§ PASSAGE TO READ:

---

1. What essential features of design did Meusnier’s first dirigible incorporate? 2. Describe the difference between rigid, semi-rigid, and flexible types of dirigibles. 3. State the laws governing the increase of resistance with speed, the increase of power necessary for a given increase of speed, and the ratio in which the volume and area of the gas bag increase with increased dimensions. 4. What provides the lifting power of the dirigible and how is this lifting power utilized? Why should this lifting power be so much less at night than in the daytime? What is net lifting power? 5. What are air balloonets? How and for what purpose are they used? 6. What is the most efficient form of envelope for the dirigible, and why? 7. Why cannot the ordinary spherical balloon be propelled as a dirigible? 8. Is the form of the stern as important as the bow? 9. What is longitudinal stability and how is it obtained? 10. How is stability of direction obtained? What are stabilizing planes? 11. Why must a form of suspension for the car that cannot be accidentally displaced with relation to the balloon be provided?

---

§ EXTRACTED ENTRIES:

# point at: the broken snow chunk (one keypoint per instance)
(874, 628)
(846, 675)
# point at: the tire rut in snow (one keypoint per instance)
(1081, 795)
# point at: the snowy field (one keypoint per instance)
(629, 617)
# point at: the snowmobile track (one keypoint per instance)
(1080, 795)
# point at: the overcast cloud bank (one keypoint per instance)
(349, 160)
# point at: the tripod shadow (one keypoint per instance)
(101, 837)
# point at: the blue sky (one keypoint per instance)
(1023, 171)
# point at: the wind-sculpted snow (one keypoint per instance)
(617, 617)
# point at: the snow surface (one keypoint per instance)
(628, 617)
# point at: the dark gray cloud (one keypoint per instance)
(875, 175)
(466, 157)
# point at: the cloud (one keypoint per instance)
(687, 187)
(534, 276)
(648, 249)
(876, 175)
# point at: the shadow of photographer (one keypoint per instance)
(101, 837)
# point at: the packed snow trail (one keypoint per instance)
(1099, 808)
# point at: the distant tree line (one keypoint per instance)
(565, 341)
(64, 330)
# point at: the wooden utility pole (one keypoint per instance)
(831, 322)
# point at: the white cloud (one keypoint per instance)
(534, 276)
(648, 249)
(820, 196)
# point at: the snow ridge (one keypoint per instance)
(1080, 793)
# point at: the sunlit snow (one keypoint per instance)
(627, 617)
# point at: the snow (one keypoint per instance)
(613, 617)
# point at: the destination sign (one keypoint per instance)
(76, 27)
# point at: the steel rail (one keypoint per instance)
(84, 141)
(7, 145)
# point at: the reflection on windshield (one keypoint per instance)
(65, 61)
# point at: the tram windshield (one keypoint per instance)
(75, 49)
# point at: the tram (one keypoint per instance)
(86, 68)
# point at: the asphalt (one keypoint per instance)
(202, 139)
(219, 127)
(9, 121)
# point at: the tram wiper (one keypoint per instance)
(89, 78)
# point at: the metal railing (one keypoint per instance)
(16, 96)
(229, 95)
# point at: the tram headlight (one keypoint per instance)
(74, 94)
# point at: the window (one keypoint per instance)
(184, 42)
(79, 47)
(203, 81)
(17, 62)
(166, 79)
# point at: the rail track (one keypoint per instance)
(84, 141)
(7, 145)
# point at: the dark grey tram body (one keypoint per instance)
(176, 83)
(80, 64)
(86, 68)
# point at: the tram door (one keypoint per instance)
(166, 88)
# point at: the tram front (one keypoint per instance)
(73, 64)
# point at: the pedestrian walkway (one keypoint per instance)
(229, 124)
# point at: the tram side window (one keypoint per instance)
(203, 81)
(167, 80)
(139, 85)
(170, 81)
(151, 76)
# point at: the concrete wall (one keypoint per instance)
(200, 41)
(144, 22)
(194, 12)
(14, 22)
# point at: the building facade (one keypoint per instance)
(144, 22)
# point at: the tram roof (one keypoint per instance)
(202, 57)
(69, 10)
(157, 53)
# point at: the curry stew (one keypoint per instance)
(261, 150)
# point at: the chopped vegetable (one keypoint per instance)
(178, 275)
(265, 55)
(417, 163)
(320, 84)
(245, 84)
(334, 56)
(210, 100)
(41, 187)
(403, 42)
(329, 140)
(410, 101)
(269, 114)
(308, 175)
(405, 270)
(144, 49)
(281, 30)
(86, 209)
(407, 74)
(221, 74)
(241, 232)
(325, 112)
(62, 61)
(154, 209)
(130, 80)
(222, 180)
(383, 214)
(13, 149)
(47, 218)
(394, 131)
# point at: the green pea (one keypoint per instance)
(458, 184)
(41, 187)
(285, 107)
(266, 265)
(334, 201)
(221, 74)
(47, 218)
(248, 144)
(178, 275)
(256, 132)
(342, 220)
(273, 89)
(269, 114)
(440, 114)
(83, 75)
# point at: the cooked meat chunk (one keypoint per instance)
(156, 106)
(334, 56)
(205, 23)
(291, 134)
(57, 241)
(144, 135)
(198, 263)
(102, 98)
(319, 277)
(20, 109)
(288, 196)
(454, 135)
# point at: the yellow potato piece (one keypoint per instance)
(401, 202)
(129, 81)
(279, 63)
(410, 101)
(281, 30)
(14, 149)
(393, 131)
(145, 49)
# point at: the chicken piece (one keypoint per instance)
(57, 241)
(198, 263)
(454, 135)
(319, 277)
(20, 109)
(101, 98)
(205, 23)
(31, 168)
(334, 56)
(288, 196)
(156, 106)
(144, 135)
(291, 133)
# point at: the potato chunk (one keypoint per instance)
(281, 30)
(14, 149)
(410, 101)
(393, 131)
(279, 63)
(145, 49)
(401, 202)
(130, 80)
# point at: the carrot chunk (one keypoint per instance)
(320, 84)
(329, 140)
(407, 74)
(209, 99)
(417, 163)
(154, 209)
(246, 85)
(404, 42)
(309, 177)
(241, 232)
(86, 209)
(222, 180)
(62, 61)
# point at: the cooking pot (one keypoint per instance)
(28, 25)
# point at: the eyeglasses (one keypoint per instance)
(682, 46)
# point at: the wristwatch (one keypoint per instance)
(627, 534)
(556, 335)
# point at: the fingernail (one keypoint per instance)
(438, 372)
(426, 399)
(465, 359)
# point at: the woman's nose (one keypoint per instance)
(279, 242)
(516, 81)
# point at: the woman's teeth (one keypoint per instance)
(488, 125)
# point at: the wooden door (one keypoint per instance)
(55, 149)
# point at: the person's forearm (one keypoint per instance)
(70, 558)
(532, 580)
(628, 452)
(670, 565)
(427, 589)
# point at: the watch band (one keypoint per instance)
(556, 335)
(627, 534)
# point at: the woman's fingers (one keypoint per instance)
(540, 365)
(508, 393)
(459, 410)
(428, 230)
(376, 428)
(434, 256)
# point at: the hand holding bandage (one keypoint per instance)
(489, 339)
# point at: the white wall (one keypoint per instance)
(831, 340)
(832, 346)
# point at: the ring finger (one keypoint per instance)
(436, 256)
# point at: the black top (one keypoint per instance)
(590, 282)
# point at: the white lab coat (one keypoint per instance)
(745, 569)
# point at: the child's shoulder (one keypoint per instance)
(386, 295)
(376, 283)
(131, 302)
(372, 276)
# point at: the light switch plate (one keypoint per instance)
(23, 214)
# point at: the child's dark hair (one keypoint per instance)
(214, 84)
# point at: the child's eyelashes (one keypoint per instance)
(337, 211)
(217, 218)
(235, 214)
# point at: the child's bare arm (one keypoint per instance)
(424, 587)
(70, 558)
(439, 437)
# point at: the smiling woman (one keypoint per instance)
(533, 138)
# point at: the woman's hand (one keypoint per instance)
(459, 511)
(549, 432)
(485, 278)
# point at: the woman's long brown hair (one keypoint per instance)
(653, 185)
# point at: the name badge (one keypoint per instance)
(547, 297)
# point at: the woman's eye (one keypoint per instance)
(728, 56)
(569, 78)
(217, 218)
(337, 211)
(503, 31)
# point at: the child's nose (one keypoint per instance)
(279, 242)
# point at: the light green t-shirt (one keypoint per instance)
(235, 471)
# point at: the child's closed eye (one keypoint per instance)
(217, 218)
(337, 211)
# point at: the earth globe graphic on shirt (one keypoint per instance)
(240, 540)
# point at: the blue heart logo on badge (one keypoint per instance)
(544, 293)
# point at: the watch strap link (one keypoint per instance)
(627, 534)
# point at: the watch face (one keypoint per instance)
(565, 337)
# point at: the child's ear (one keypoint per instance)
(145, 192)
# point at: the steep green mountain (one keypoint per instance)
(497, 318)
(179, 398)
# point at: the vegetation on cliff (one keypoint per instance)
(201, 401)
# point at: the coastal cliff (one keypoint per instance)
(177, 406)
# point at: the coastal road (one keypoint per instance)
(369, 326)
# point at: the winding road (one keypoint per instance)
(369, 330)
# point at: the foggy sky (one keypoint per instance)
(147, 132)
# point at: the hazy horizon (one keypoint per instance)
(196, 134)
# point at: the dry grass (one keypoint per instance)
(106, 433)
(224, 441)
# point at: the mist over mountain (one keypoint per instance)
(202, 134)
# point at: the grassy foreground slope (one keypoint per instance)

---

§ EXERCISE: Which types of dirigible does the passage about dirigibles name? List them all.

§ OUTPUT: Rigid, semi-rigid, and flexible.